TASK BRIEF »
The exercise asks for every line of the data to be reproduced exactly.

RECORDS »

-- Start --

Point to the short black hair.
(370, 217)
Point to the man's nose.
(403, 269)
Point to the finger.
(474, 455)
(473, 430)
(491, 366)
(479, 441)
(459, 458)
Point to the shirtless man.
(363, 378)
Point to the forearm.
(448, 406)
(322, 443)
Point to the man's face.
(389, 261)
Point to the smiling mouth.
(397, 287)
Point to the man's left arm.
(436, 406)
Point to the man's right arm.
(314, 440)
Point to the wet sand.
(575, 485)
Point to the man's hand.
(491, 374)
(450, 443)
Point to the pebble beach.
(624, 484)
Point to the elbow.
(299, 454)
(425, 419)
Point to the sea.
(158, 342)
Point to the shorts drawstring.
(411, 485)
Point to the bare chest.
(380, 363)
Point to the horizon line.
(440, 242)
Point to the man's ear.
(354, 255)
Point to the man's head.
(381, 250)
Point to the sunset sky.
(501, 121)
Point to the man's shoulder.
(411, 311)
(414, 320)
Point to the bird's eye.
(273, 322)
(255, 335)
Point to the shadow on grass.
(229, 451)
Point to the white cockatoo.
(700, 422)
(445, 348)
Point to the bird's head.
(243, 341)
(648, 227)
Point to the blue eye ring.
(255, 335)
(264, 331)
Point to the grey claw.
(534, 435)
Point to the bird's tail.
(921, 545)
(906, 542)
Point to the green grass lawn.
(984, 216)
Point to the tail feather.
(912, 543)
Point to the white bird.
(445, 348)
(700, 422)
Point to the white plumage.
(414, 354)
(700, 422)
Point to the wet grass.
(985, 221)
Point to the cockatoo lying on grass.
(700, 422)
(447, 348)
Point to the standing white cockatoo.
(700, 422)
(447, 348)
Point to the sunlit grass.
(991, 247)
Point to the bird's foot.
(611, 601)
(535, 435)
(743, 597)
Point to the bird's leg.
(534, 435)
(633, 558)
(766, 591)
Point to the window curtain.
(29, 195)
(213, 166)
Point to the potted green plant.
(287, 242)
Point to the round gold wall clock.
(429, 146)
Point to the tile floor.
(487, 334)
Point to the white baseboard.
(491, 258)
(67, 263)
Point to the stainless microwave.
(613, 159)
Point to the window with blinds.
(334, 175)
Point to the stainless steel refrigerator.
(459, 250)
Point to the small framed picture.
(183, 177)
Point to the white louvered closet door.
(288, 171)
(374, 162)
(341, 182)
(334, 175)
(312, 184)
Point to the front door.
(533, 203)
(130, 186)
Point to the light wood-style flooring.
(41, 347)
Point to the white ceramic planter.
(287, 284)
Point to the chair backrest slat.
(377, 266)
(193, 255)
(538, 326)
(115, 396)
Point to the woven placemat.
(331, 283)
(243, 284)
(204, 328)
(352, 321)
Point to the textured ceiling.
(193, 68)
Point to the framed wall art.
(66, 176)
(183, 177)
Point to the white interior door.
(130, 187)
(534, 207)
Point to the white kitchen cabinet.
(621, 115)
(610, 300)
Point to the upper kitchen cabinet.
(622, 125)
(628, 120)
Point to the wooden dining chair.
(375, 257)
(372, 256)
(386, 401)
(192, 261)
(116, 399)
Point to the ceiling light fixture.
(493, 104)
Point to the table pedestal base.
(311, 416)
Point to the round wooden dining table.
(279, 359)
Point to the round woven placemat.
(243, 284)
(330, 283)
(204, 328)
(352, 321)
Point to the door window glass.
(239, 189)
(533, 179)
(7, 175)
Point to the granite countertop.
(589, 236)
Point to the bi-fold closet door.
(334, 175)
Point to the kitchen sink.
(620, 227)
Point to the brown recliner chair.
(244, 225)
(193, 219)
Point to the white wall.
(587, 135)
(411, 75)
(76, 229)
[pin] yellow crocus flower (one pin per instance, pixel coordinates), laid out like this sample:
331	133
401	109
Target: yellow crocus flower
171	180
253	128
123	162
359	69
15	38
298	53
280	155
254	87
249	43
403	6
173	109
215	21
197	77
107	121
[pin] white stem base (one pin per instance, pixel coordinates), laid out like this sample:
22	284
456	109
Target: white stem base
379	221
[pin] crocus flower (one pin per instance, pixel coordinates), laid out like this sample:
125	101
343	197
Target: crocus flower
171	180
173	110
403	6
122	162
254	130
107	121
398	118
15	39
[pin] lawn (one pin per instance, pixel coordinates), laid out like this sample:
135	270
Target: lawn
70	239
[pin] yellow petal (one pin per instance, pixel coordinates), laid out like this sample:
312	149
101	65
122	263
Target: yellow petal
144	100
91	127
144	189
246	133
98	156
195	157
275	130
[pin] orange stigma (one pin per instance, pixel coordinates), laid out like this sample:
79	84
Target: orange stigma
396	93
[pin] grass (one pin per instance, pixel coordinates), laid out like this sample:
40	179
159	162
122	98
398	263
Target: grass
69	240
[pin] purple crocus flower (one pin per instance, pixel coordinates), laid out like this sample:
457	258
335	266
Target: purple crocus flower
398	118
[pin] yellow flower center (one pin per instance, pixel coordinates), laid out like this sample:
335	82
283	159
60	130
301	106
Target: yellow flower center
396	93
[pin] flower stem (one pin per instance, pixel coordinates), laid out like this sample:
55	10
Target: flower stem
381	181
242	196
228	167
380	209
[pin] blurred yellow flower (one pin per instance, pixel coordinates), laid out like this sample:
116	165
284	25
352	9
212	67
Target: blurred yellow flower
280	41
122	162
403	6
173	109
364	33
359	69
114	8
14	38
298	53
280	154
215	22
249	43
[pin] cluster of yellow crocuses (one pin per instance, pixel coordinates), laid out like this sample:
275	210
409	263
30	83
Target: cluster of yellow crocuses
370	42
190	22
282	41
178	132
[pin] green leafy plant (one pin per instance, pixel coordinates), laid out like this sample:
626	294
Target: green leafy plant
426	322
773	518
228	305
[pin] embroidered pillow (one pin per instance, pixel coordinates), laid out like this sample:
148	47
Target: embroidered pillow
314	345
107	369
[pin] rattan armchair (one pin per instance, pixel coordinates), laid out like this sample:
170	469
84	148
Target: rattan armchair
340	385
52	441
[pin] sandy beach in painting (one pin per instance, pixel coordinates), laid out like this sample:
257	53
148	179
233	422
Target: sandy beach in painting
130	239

-- End --

ANSWER TO THE EXERCISE »
Point to the short black hair.
(370, 217)
Point to the man's nose.
(403, 269)
Point to the finger.
(474, 455)
(473, 430)
(491, 366)
(479, 441)
(459, 458)
Point to the shirtless man.
(363, 378)
Point to the forearm.
(448, 406)
(322, 443)
Point to the man's face.
(389, 261)
Point to the smiling mouth.
(397, 287)
Point to the man's left arm.
(436, 406)
Point to the man's right arm.
(314, 440)
Point to the wet sand.
(575, 485)
Point to the man's hand.
(491, 374)
(450, 443)
Point to the pebble beach.
(624, 484)
Point to the elbow.
(299, 454)
(425, 419)
Point to the sea.
(158, 342)
Point to the shorts drawstring.
(411, 485)
Point to the bare chest.
(380, 363)
Point to the horizon line.
(440, 242)
Point to the man's ear.
(354, 255)
Point to the man's head.
(381, 250)
Point to the sunset sky.
(501, 121)
Point to the man's shoulder.
(411, 311)
(414, 320)
Point to the bird's eye.
(273, 322)
(255, 335)
Point to the shadow on grass.
(229, 451)
Point to the white cockatoo.
(700, 422)
(445, 348)
Point to the bird's head.
(243, 341)
(648, 227)
Point to the blue eye ring.
(255, 335)
(264, 331)
Point to the grey claw.
(534, 435)
Point to the bird's tail.
(921, 545)
(906, 542)
Point to the green grass lawn.
(984, 216)
Point to the tail feather.
(912, 543)
Point to the white bird.
(445, 348)
(700, 422)
Point to the white plumage.
(414, 354)
(700, 422)
Point to the wet grass.
(985, 221)
Point to the cockatoo lying on grass.
(700, 422)
(447, 348)
Point to the standing white cockatoo.
(700, 422)
(447, 348)
Point to the sunlit grass.
(991, 247)
Point to the bird's foot.
(611, 601)
(535, 435)
(743, 597)
Point to the bird's leg.
(534, 435)
(633, 558)
(766, 591)
Point to the window curtain.
(29, 195)
(213, 166)
Point to the potted green plant.
(287, 242)
Point to the round gold wall clock.
(429, 146)
Point to the tile floor.
(487, 334)
Point to the white baseboard.
(491, 258)
(67, 263)
Point to the stainless microwave.
(613, 159)
Point to the window with blinds.
(334, 175)
Point to the stainless steel refrigerator.
(459, 250)
Point to the small framed picture.
(183, 177)
Point to the white louvered closet door.
(288, 171)
(374, 162)
(341, 182)
(334, 175)
(312, 184)
Point to the front door.
(533, 203)
(130, 186)
Point to the light wood-style flooring.
(41, 347)
Point to the white ceramic planter.
(287, 284)
Point to the chair backrest slat.
(377, 266)
(193, 255)
(538, 326)
(115, 396)
Point to the woven placemat.
(331, 283)
(243, 284)
(204, 328)
(352, 321)
Point to the textured ceiling.
(193, 68)
Point to the framed wall art.
(66, 176)
(183, 177)
Point to the white interior door.
(130, 187)
(534, 207)
Point to the white kitchen cabinet.
(621, 115)
(610, 300)
Point to the upper kitchen cabinet.
(622, 125)
(628, 120)
Point to the wooden dining chair.
(375, 257)
(372, 256)
(386, 401)
(192, 261)
(116, 399)
Point to the ceiling light fixture.
(493, 104)
Point to the table pedestal base.
(311, 416)
Point to the round wooden dining table.
(279, 359)
Point to the round woven placemat.
(243, 284)
(330, 283)
(204, 328)
(352, 321)
Point to the door window glass.
(239, 189)
(533, 179)
(7, 175)
Point to the granite countertop.
(589, 236)
Point to the bi-fold closet door.
(334, 175)
Point to the kitchen sink.
(620, 227)
Point to the brown recliner chair.
(244, 225)
(193, 219)
Point to the white wall.
(587, 135)
(411, 75)
(76, 229)
[pin] yellow crocus flower (one pin per instance, pixel coordinates), laid out like this sample:
331	133
401	109
Target: yellow crocus flower
171	180
253	128
123	162
359	69
15	38
298	53
280	155
254	87
249	43
403	6
173	109
215	21
197	77
107	121
[pin] white stem base (one pin per instance, pixel coordinates), laid out like this sample:
22	284
456	109
Target: white stem base
379	221
[pin] crocus flower (one pin per instance, pixel coordinates), laid out like this sample:
125	101
343	197
Target: crocus flower
171	180
173	110
403	6
122	162
254	130
107	121
398	118
15	39
[pin] lawn (one pin per instance, pixel coordinates), laid out like this sample:
135	270
Target: lawn
70	239
[pin] yellow petal (one pin per instance, pixel coordinates), laid out like this sample:
312	149
101	65
122	263
Target: yellow petal
144	100
91	127
144	189
246	133
98	156
195	157
275	130
[pin] orange stigma (one pin per instance, pixel coordinates), laid out like this sample:
79	84
Target: orange stigma
396	93
[pin] grass (one pin per instance, pixel coordinates), laid out like this sample:
40	179
159	162
122	98
398	263
Target: grass
69	240
[pin] purple crocus flower (one pin per instance, pixel coordinates), laid out like this sample:
457	258
335	266
Target: purple crocus flower
398	118
[pin] yellow flower center (one pin per instance, pixel coordinates), laid out like this sample:
335	82
283	159
60	130
301	106
Target: yellow flower center
396	93
[pin] flower stem (one pin per instance, pixel coordinates), laid out like this sample:
55	10
Target: flower stem
381	181
242	196
228	167
380	209
[pin] blurred yellow flower (one pin per instance, pixel coordinates), laid out like this sample:
116	165
284	25
352	9
212	67
Target: blurred yellow flower
280	41
122	162
403	6
173	109
364	33
359	69
114	8
14	38
298	53
280	154
215	22
249	43
[pin] cluster of yellow crocuses (one pin per instance, pixel coordinates), laid out like this sample:
275	210
409	263
30	83
Target: cluster of yellow crocuses
370	42
190	22
282	41
178	132
[pin] green leafy plant (one pin per instance, pixel coordinates), laid out like this sample:
626	294
Target: green leafy plant
426	322
773	518
228	305
[pin] embroidered pillow (one pin per instance, pixel coordinates), laid out like this sample:
148	47
Target: embroidered pillow
314	345
107	369
[pin] rattan armchair (one pin per instance, pixel coordinates), laid out like this sample:
170	469
84	148
Target: rattan armchair
340	385
52	441
[pin] sandy beach in painting (one pin per instance, pixel coordinates), laid out like this sample:
257	53
148	179
233	422
Target: sandy beach in painting
130	239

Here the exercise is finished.